_EXTRAIT:_
=-=-=

Depuis le temps qu'il lit des journaux payants, Yves Duel ne devrait plus s'étonner de retrouver dans les analyses que Daniel Cohen écrit pour Le Monde les qualités que d'autres ont relevé avant lui dans ses livres, cette façon simple, efficace et qui paraît naturelle d'organiser son discours dans une mécanique fluide enchaînant inexorablement les causes et les conséquences, cette manière de synthétiser dans un même mouvement les sources les plus diverses, caractéristiques grâce auxquelles ses ouvrages, à la concision soigneusement travaillée, donnent un peu l'impression d'assister à ce que l'on peut trouver de meilleur dans un cours magistral. Autant dire que c'est avec la modestie et l'inconscience de l'ignorant qui, de plus, s'aventure en territoire étranger, que l'on va essayer d'ajouter quelques commentaires à l'article que Yves cite, et cela pour poser une question inutile : les choses pourraient-elle se passer autrement ?

Deux raisons expliquent l'écart entre l'indice des prix à la consommation de l'INSEE et la perception que nombre de ménages semblent avoir d'une hausse des prix bien supérieure à celle que calcule l'institut. D'abord, il n'y est question que de la consommation, dans la manière dont celle-ci peut être mesurée, par exemple en allant relever des prix dans une grande surface, et pas des dépenses en général. C'est là l'une des raisons pour lesquelles l'augmentation des loyers, qui ne touche qu'une partie à peine majoritaire de la population, l'autre, propriétaire, y trouvant plutôt son compte, ne peut être incluse dans l'indice. Or, le logement n'est pas seulement ce marché très imparfait à force d'interventions diverses analysé ailleurs : c'est aussi un domaine où il se révèle extrêmement difficile de faire coïncider offre et demande. Quand bien même, dans un monde inconnu débarassé de contraintes légales, les mises en chantier ne répondraient-elles qu'à l'évolution de la demande, encore faudrait-il prévoir celle-ci. Si l'on vivait dans une structure sociale stable, cette prévision se révèlerait triviale, puisqu'elle relèverait, en laissant de côté la question assez marginale des migrants, de la démographie, domaine où la connaissance est précise et les évolutions lentes. Mais justement, la structure sociale évolue aussi, avec ces comportements qui ne sont en rien prévisibles : Daniel Cohen relève une croissance du nombre de ménages, donc des candidats à logement, trois fois supérieure à celle de la population. D'un côté, on a donc un processus de production très lourd, où plusieurs années peuvent s'écouler entre le lancement d'un projet immobilier et la livraison des logements, de l'autre, une demande volatile et peu prévisible.

=-=-=

_DONNÉES BRUTES:_
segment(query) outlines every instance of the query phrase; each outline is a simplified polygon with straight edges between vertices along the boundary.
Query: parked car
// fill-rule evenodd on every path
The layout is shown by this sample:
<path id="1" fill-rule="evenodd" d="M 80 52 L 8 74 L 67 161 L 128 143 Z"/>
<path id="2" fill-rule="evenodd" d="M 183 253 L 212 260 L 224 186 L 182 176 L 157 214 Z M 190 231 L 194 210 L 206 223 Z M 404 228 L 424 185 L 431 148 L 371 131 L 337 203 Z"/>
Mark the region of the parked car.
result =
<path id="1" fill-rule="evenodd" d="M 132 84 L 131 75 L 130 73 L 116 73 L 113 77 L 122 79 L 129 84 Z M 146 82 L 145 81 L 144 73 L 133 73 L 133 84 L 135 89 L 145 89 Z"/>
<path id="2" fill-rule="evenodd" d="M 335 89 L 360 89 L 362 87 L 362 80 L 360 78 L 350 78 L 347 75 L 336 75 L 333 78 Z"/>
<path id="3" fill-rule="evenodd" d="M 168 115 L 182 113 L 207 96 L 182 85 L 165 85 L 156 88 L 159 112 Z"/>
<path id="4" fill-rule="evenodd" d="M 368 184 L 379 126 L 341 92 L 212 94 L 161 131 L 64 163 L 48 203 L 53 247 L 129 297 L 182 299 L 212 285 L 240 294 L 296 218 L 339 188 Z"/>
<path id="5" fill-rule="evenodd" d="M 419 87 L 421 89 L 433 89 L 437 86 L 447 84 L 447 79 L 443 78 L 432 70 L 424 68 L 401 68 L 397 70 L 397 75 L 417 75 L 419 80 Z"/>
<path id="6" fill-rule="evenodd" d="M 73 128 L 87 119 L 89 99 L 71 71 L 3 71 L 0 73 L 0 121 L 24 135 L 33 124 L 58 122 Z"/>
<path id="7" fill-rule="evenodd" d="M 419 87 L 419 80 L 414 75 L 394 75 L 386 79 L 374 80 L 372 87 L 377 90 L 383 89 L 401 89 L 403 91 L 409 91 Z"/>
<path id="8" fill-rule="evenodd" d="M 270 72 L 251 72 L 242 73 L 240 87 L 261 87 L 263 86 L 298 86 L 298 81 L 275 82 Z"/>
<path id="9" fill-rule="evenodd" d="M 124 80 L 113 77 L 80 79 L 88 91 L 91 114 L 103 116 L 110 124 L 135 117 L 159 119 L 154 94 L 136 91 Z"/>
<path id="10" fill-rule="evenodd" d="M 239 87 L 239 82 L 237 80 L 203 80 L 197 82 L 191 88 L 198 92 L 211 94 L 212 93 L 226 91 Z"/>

=-=-=

_VOS TÂCHES:_
1. Modifie les enregistrements en remplaçant « parked car » par « stopped truck » partout. Ne touche à rien d'autre.
2. Poursuis le texte sur la hausse des prix et le logement à partir de sa dernière phrase.

_RÉPONSES PAR TÂCHE:_
1.
segment(query) outlines every instance of the query phrase; each outline is a simplified polygon with straight edges between vertices along the boundary.
Query: stopped truck
// fill-rule evenodd on every path
The layout is shown by this sample:
<path id="1" fill-rule="evenodd" d="M 80 52 L 8 74 L 67 161 L 128 143 Z"/>
<path id="2" fill-rule="evenodd" d="M 183 253 L 212 260 L 224 186 L 182 176 L 157 214 Z M 190 231 L 194 210 L 206 223 Z M 404 228 L 424 185 L 431 148 L 371 131 L 337 203 Z"/>
Mark the region of the stopped truck.
result =
<path id="1" fill-rule="evenodd" d="M 132 84 L 131 75 L 130 73 L 116 73 L 113 77 L 122 79 L 129 84 Z M 146 82 L 145 81 L 144 73 L 133 73 L 133 84 L 135 89 L 145 89 Z"/>
<path id="2" fill-rule="evenodd" d="M 335 89 L 360 89 L 362 87 L 362 80 L 360 78 L 350 78 L 347 75 L 336 75 L 333 78 Z"/>
<path id="3" fill-rule="evenodd" d="M 168 115 L 182 113 L 207 96 L 182 85 L 165 85 L 156 88 L 159 112 Z"/>
<path id="4" fill-rule="evenodd" d="M 368 184 L 379 126 L 341 92 L 212 94 L 161 131 L 64 163 L 48 203 L 53 247 L 129 297 L 182 299 L 212 285 L 240 294 L 296 218 L 339 188 Z"/>
<path id="5" fill-rule="evenodd" d="M 419 87 L 421 89 L 433 89 L 437 86 L 447 84 L 447 79 L 443 78 L 432 70 L 424 68 L 401 68 L 397 70 L 397 75 L 417 75 L 419 80 Z"/>
<path id="6" fill-rule="evenodd" d="M 73 128 L 87 119 L 89 99 L 71 71 L 3 71 L 0 73 L 0 121 L 24 135 L 33 124 L 58 122 Z"/>
<path id="7" fill-rule="evenodd" d="M 419 87 L 419 80 L 414 75 L 394 75 L 386 79 L 374 80 L 372 87 L 377 90 L 383 89 L 401 89 L 403 91 L 409 91 Z"/>
<path id="8" fill-rule="evenodd" d="M 270 72 L 251 72 L 242 73 L 240 87 L 261 87 L 263 86 L 298 86 L 298 81 L 275 82 Z"/>
<path id="9" fill-rule="evenodd" d="M 124 80 L 113 77 L 80 79 L 88 91 L 91 114 L 103 116 L 110 124 L 135 117 L 159 119 L 154 94 L 136 91 Z"/>
<path id="10" fill-rule="evenodd" d="M 239 87 L 239 82 L 237 80 L 203 80 L 197 82 L 191 88 L 198 92 L 211 94 L 212 93 L 226 91 Z"/>

2.
L'autre raison tient à l'impact des "dépenses contraintes" en produits de base, impact d'autant plus fort que les revenus seront modestes. Et le prix des hydorcarbures en fournit un très bon exemple. En ces jours de hausse effrénée, presque tout le monde a oublié le contre-choc pétrolier des années 80, où les prix du pétrole étaient retombés avec la diminution de la demande, comme en France où l'on en consomme aujourd'hui significativement moins qu'en 1973, et où la décrue est lente mais constante. Tout le monde, sauf les pétroliers, dont les investissements, notamment dans le domaine du raffinage, sont restés sous-utilisés durant des décennies, ce qui explique pourquoi, faute d'incitations, nombre de raffineries sont aujourd'hui vétustes et mal entretenues : les marges de raffinage, comme par exemple ici, à Rotterdam, toujours très volatiles, sont longtemps restées à un niveau très bas, et n'ont recommencé à croître vigoureusement qu'au début des années 2000. On sait pourquoi : à cause de la demande des pays émergents. Celle-ci est massive, et présente un caractère révolutionnaire : ce, pour employer un terme d'un ancien temps, décollage auquel on assiste aujourd'hui, cette croissance forte, stable et auto-entretenue, on l'attendait depuis des dizaines d'années. Il se trouve qu'il se produit aujourd'hui, succède à la crise de 1998 qui avait sévèrement atteint ces économies aujourd'hui florissantes, et va jusqu'à renverser le paradigme, puisque ces marchés boursiers émergents, autrefois considérés comme extrêmement risqués, résistent mieux à la crise actuelle que les bourses de l'ancien monde.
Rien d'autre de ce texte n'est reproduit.